Stored items from a collection
BEGIN

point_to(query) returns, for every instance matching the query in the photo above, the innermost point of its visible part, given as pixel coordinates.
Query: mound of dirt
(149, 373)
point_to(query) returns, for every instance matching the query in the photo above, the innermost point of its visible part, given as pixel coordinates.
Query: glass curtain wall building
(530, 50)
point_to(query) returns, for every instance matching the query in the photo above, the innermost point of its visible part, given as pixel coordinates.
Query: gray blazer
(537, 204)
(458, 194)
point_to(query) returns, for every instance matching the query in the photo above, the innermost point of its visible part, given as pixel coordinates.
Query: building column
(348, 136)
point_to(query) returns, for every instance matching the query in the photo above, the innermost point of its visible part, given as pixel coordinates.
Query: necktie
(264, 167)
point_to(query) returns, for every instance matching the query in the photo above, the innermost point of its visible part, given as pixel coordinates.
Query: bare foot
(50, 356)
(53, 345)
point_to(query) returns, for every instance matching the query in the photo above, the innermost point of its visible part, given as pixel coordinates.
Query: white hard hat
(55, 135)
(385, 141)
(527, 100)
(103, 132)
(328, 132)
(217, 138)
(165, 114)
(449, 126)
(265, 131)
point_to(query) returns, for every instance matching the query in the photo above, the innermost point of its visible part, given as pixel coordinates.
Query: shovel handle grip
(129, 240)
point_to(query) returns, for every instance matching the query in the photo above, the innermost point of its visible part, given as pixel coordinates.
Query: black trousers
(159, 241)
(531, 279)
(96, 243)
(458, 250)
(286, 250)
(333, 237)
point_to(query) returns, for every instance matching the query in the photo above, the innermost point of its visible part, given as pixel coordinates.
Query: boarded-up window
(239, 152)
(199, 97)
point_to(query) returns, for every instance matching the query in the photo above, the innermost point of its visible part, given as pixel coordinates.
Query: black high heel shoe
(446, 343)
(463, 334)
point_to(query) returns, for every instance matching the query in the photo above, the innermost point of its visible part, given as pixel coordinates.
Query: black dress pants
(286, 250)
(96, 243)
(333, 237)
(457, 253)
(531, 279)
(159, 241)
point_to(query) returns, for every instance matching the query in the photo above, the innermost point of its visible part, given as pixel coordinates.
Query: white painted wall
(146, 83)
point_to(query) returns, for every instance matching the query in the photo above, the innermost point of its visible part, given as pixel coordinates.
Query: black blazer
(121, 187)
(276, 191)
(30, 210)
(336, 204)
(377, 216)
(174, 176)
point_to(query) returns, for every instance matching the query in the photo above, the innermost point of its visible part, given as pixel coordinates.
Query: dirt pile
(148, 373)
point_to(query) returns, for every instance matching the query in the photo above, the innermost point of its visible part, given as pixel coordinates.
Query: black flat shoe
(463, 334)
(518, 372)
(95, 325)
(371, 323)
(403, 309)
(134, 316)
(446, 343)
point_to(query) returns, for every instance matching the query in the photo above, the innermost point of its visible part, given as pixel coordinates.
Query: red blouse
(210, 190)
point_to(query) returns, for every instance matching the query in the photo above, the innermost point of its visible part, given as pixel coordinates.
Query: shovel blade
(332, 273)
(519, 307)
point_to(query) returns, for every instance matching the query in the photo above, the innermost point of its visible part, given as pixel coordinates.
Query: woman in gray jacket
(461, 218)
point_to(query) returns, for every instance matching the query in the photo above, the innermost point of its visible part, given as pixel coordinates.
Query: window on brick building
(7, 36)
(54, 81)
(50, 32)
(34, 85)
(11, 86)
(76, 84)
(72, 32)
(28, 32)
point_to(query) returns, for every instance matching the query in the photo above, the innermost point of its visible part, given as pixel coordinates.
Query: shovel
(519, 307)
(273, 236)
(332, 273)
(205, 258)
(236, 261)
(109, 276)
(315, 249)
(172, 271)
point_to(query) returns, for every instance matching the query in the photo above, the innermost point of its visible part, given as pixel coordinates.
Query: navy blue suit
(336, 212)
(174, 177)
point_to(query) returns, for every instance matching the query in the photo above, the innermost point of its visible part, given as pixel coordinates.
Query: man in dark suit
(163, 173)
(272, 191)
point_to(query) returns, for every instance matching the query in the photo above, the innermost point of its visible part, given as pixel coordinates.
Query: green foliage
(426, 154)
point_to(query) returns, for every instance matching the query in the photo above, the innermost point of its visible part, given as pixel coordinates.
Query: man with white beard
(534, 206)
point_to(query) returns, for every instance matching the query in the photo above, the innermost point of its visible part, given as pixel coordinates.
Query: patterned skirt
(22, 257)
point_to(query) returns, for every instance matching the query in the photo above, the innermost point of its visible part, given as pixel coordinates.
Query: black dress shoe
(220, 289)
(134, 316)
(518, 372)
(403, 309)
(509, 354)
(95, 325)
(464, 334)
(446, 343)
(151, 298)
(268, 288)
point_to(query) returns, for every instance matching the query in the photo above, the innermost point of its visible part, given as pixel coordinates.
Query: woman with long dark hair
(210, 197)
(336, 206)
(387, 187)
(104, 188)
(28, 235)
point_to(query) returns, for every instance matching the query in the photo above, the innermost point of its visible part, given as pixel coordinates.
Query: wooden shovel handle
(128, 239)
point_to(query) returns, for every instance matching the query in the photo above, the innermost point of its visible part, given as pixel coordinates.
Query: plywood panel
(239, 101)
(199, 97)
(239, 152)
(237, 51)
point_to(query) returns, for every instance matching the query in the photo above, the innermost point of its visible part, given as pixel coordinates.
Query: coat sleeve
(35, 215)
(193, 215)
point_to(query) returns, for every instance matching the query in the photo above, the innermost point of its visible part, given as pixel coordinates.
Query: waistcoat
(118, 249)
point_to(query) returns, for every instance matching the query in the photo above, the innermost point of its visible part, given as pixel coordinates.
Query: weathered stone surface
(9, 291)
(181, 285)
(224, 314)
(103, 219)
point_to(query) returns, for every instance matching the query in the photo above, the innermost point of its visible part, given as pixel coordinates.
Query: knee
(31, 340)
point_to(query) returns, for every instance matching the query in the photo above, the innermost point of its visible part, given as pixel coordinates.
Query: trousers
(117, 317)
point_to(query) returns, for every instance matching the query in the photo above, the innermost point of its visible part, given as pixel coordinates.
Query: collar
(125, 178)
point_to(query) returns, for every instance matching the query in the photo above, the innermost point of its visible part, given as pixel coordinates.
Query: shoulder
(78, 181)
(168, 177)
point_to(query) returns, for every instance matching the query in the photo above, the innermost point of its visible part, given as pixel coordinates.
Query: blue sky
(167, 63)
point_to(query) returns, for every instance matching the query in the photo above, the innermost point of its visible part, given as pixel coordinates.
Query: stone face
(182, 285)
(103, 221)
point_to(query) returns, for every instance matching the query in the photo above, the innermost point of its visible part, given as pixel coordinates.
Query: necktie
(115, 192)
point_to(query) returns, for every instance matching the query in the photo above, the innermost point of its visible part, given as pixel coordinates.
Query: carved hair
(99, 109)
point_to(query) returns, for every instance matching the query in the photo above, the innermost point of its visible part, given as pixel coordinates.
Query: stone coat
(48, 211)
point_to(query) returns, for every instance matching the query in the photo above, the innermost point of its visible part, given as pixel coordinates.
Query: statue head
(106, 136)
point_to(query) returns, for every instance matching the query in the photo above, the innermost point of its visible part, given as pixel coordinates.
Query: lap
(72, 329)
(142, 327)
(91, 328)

END

Transcribe the data in full, matching every line exactly.

• ANSWER BOX
point_to(query) returns, for every instance matching the query in the photo above, the innermost point of its visible part, given as pixel coordinates.
Query: mound of dirt
(149, 373)
point_to(query) returns, for every instance matching the query in the photo above, the innermost point of its visible part, given as pixel coordinates.
Query: glass curtain wall building
(530, 50)
point_to(query) returns, for every instance matching the query in the photo above, the innermost point of its visible part, given as pixel coordinates.
Query: gray blazer
(537, 204)
(458, 194)
point_to(query) returns, for every instance matching the query in the photo above, the innermost point of its visible part, given as pixel coordinates.
Query: building column
(348, 136)
point_to(query) returns, for every instance matching the query in the photo above, the innermost point of its visible part, given as pixel coordinates.
Query: necktie
(264, 167)
point_to(query) returns, for every instance matching the query in the photo above, the innermost point of its visible part, given as pixel coordinates.
Query: bare foot
(50, 356)
(53, 345)
point_to(query) returns, for every instance matching the query in the photo above, the innermost point of its visible part, given as pixel coordinates.
Query: white hard hat
(55, 135)
(385, 141)
(527, 100)
(103, 132)
(328, 132)
(217, 138)
(165, 114)
(449, 126)
(265, 131)
point_to(query) returns, for every instance matching the query in the photo above, the innermost point of its visible part, given as pixel coordinates.
Query: shovel handle grip
(129, 240)
point_to(query) returns, for every instance matching the query in the photo above, the innermost point of its visible part, given as pixel coordinates.
Query: black trousers
(159, 241)
(531, 279)
(96, 243)
(458, 250)
(286, 250)
(333, 237)
point_to(query) returns, for every instance matching the query in the photo above, the innermost point of its visible part, given as pixel coordinates.
Query: boarded-up window
(239, 152)
(199, 97)
point_to(query) returns, for every instance matching the query in the photo above, the innermost point of its visible part, given as pixel coordinates.
Query: black high heel shoe
(446, 343)
(463, 334)
point_to(query) returns, for every instance matching the query in the photo above, the innermost point of its visible part, given as pixel coordinates.
Query: black dress pants
(286, 250)
(96, 243)
(333, 237)
(457, 253)
(531, 279)
(159, 241)
point_to(query) returns, for every instance matching the query in the photo above, the innermost point of its visible part, given as pixel coordinates.
Query: white painted wall
(146, 83)
point_to(query) returns, for every instance matching the query in the photo above, the innermost point of its visible part, given as pixel coordinates.
Query: black blazer
(121, 187)
(276, 191)
(30, 210)
(336, 204)
(377, 216)
(174, 176)
point_to(query) returns, for every instance matching the query in the photo above, the innermost point of its visible part, given as pixel coordinates.
Query: dirt pile
(148, 373)
point_to(query) returns, for every instance matching the query in the photo above, the innermost point of its visible part, given as pixel coordinates.
Query: black flat shoe
(463, 334)
(518, 372)
(95, 325)
(371, 323)
(403, 309)
(134, 316)
(446, 343)
point_to(query) returns, for every instance matching the query in the photo above, the innermost point of its visible part, given as pixel coordinates.
Query: red blouse
(210, 190)
point_to(query) returns, for every instance matching the query in the photo above, the innermost point of its visible part, given as pixel coordinates.
Query: shovel blade
(332, 273)
(519, 307)
point_to(query) returns, for every instance matching the query in the photo above, the innermost point of its visible part, given as pixel coordinates.
Query: woman in gray jacket
(461, 218)
point_to(query) returns, for every instance matching the query in the photo above, the innermost point of its visible part, given as pixel coordinates.
Query: window on brick building
(7, 36)
(54, 81)
(50, 32)
(34, 85)
(11, 86)
(76, 84)
(72, 32)
(28, 32)
point_to(query) returns, for every instance matching the query in the photo above, the innermost point of its visible part, given as pixel coordinates.
Query: shovel
(519, 307)
(273, 236)
(332, 273)
(205, 258)
(236, 261)
(109, 276)
(315, 249)
(172, 271)
point_to(query) returns, for every instance matching the query in the photo above, the innermost point of its visible part, given as pixel coordinates.
Query: navy blue suit
(336, 212)
(174, 177)
point_to(query) returns, for every instance matching the query in the photo above, the innermost point of its visible part, given as pixel coordinates.
Query: man in dark suit
(163, 173)
(272, 191)
point_to(query) returns, for every instance matching the query in the photo above, the innermost point of its visible part, given as pixel coordinates.
Query: green foliage
(426, 154)
point_to(query) returns, for every instance matching the query in the photo above, the innermost point of its visible part, given as pixel coordinates.
Query: man with white beard
(534, 206)
point_to(query) returns, for every instance matching the query in the photo above, the innermost point of its visible part, given as pixel coordinates.
Query: patterned skirt
(22, 257)
point_to(query) returns, for every instance matching the query in the photo above, the innermost point of its visible part, given as pixel coordinates.
Query: black dress shoe
(220, 289)
(134, 316)
(518, 372)
(403, 309)
(509, 354)
(95, 325)
(464, 334)
(446, 343)
(151, 298)
(268, 288)
point_to(query) returns, for every instance matching the query in the photo above, the innermost point of its visible part, given as pixel coordinates.
Query: woman with long dark hair
(210, 197)
(336, 206)
(387, 187)
(104, 188)
(28, 235)
point_to(query) returns, for every instance matching the query in the photo above, the innermost point of its visible part, given as pixel coordinates.
Query: wooden shovel handle
(128, 239)
point_to(query) returns, for every instance matching the query in the photo above, the innermost point of its visible part, given as pixel coordinates.
Query: plywood panel
(239, 101)
(199, 97)
(239, 152)
(237, 51)
point_to(query) returns, for every instance matching the query in the photo above, the innermost point of its visible part, given as pixel coordinates.
Query: coat sleeve
(35, 215)
(193, 215)
point_to(query) returns, for every instance matching the query in the photo above, the innermost point of its visible part, given as pixel coordinates.
Query: waistcoat
(118, 249)
point_to(query) returns, for every instance matching the query in the photo above, the innermost point of its visible part, given as pixel coordinates.
Query: weathered stone surface
(9, 291)
(181, 285)
(224, 314)
(103, 219)
point_to(query) returns, for every instance matching the query in the photo above, the innermost point of its visible part, given as pixel coordinates.
Query: knee
(31, 340)
point_to(query) returns, for every instance matching the query in the photo above, the innermost point of its visible part, given as pixel coordinates.
Query: trousers
(117, 317)
point_to(query) returns, for every instance matching the query in the photo above, the innermost point of its visible part, given as pixel coordinates.
Query: collar
(125, 178)
point_to(query) returns, for every instance matching the query in the photo above, the innermost point of its visible part, given as pixel coordinates.
Query: shoulder
(78, 181)
(168, 177)
point_to(query) returns, for every instance matching the query in the photo above, the innermost point of its visible part, given as pixel coordinates.
Query: blue sky
(167, 63)
point_to(query) returns, for every instance matching the query in the photo above, the innermost point of its visible part, given as pixel coordinates.
Query: stone face
(182, 285)
(103, 221)
point_to(query) returns, for every instance matching the query in the photo above, the innermost point of its visible part, given as pixel coordinates.
Query: necktie
(115, 192)
point_to(query) returns, for every instance matching the query in the photo above, the innermost point of its visible part, given as pixel coordinates.
Query: carved hair
(99, 109)
point_to(query) returns, for every instance matching the query in the photo above, the innermost point of its visible part, given as pixel coordinates.
Query: stone coat
(48, 211)
point_to(query) returns, for every instance matching the query in the photo above, the innermost point of its visible part, given as pixel coordinates.
Query: statue head
(106, 136)
point_to(query) returns, for every instance matching the query in the photo above, the innermost point of its visible part, given as pixel coordinates.
Query: lap
(72, 329)
(142, 327)
(91, 328)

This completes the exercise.